**Data for review**
-=-=-

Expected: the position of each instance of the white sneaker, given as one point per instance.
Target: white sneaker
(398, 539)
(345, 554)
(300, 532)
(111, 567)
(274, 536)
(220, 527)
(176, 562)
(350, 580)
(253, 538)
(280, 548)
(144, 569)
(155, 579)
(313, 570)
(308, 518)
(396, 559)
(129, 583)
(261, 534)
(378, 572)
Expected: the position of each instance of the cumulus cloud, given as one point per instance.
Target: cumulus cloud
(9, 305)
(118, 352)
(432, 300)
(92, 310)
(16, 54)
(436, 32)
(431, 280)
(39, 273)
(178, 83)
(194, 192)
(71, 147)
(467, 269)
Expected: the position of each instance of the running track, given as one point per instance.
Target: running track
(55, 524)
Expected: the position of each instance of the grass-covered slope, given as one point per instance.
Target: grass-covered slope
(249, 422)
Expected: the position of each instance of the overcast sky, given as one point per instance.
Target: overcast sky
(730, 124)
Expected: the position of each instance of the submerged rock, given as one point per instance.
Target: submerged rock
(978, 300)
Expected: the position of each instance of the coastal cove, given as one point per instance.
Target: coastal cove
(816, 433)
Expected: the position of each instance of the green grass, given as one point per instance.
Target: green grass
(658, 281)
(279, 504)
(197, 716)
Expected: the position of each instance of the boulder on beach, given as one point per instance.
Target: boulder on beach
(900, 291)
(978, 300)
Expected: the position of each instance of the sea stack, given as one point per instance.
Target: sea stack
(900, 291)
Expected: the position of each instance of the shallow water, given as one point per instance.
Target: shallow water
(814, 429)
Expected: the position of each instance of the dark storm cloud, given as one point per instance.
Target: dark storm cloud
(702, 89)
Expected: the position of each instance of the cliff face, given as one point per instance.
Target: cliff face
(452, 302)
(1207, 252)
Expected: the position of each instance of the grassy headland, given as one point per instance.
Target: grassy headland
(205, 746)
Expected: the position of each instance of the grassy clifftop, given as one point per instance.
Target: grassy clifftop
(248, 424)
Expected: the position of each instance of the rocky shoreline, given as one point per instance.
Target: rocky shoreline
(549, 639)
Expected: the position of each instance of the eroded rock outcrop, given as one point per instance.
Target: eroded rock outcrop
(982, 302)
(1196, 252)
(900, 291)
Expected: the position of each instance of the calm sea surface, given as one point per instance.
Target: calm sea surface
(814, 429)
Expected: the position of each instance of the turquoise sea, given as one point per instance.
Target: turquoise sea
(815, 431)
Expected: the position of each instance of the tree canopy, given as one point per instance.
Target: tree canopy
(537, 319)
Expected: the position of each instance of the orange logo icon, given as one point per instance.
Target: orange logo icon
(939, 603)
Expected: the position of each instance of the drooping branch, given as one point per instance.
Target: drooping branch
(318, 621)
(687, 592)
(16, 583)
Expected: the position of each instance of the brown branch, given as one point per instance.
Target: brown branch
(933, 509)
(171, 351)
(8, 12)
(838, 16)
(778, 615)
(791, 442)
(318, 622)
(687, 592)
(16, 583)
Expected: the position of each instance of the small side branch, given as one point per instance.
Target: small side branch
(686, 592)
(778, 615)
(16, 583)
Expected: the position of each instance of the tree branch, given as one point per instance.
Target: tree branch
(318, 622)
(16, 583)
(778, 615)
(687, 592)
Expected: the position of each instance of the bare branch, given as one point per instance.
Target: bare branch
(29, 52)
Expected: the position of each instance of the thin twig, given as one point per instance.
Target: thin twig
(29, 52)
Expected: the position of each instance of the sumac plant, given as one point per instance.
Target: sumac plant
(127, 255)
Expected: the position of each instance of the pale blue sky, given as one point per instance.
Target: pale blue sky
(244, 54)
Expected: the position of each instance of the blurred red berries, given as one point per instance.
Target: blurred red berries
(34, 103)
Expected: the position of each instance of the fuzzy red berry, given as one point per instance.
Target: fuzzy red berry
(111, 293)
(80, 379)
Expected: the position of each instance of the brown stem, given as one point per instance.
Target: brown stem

-=-=-

**Your goal**
Reproduce the material above. Do not change a word.

**Exercise solution**
Expected: the position of each instance of the white sneaker, given as one point per instance.
Target: white sneaker
(398, 539)
(345, 554)
(300, 532)
(111, 567)
(274, 536)
(220, 527)
(176, 562)
(350, 580)
(253, 538)
(280, 548)
(144, 569)
(155, 579)
(313, 570)
(308, 518)
(396, 559)
(129, 583)
(261, 534)
(378, 572)
Expected: the position of each instance of the cumulus cloud, given as one point per instance.
Target: cumulus cloud
(9, 305)
(118, 352)
(432, 300)
(92, 310)
(16, 54)
(436, 32)
(431, 280)
(39, 273)
(178, 83)
(194, 192)
(71, 147)
(467, 269)
Expected: the position of each instance of the running track, given as one point per instance.
Target: running track
(55, 524)
Expected: the position of each instance of the grass-covered slope, given as one point per instance.
Target: grass-covered slope
(249, 422)
Expected: the position of each instance of the overcast sky, given as one point per instance.
Target: overcast sky
(730, 124)
Expected: the position of each instance of the submerged rock, given as one point per instance.
Target: submerged rock
(978, 300)
Expected: the position of each instance of the coastal cove, given as one point per instance.
Target: coastal cove
(816, 433)
Expected: the position of each instance of the green grass, given as one point per instance.
Target: green grass
(658, 281)
(279, 504)
(197, 716)
Expected: the position of each instance of the boulder on beach, given as one point per instance.
Target: boulder on beach
(900, 291)
(978, 300)
Expected: the position of each instance of the sea stack, given as one point per instance.
Target: sea stack
(900, 291)
Expected: the position of each instance of the shallow water, given as one point per instance.
Target: shallow water
(814, 429)
Expected: the position of each instance of the dark storm cloud, given as one point per instance.
Target: dark storm cloud
(702, 89)
Expected: the position of each instance of the cliff face, given as one point per instance.
Target: cliff face
(452, 302)
(1207, 252)
Expected: the position of each instance of the grassy headland, given as one point per instance.
Target: grassy headland
(205, 746)
Expected: the position of each instance of the grassy clifftop, given as one point per instance.
Target: grassy clifftop
(248, 424)
Expected: the position of each instance of the rocky shoreline, given as one point per instance.
Target: rocky shoreline
(549, 639)
Expected: the position of each instance of the eroded rock outcrop, given as one point per instance.
Target: eroded rock outcrop
(982, 302)
(1196, 252)
(900, 291)
Expected: the position of each instance of the calm sea surface, given as one point per instance.
Target: calm sea surface
(814, 429)
Expected: the position of each instance of the turquoise sea, given as one point per instance.
Target: turquoise sea
(815, 431)
Expected: the position of each instance of the tree canopy, given as one point per instance.
Target: tree canopy
(537, 319)
Expected: the position of each instance of the orange logo icon, given as one point per instance.
Target: orange logo icon
(939, 603)
Expected: the position of each instance of the drooping branch, given as one point per instance.
Target: drooping branch
(318, 621)
(687, 592)
(16, 583)
Expected: the position of each instance of the brown branch, given as one point per instance.
Target: brown branch
(933, 509)
(171, 351)
(8, 12)
(838, 16)
(778, 615)
(791, 442)
(318, 622)
(687, 592)
(16, 583)
Expected: the position of each instance of the small side branch, given as one point per instance.
Target: small side branch
(686, 592)
(778, 615)
(16, 583)
Expected: the position of each instance of the tree branch, given as one point per instance.
Target: tree branch
(318, 622)
(16, 583)
(778, 615)
(687, 592)
Expected: the position of each instance of the bare branch, given as one point per instance.
Target: bare branch
(29, 52)
Expected: the position of each instance of the thin twig, given as one point per instance.
Target: thin twig
(29, 52)
Expected: the position of each instance of the sumac plant, given as one point per instance.
Target: sumac plant
(127, 255)
Expected: the position of each instance of the pale blue sky, given as one point per instance.
Target: pale blue sky
(244, 54)
Expected: the position of each instance of the blurred red berries, given as one point per instance.
Target: blurred red berries
(34, 103)
Expected: the position of each instance of the fuzzy red berry, given as one point per instance.
Target: fuzzy red berry
(111, 293)
(80, 379)
Expected: the position of each instance of the brown stem, given as one point per instance.
Target: brown stem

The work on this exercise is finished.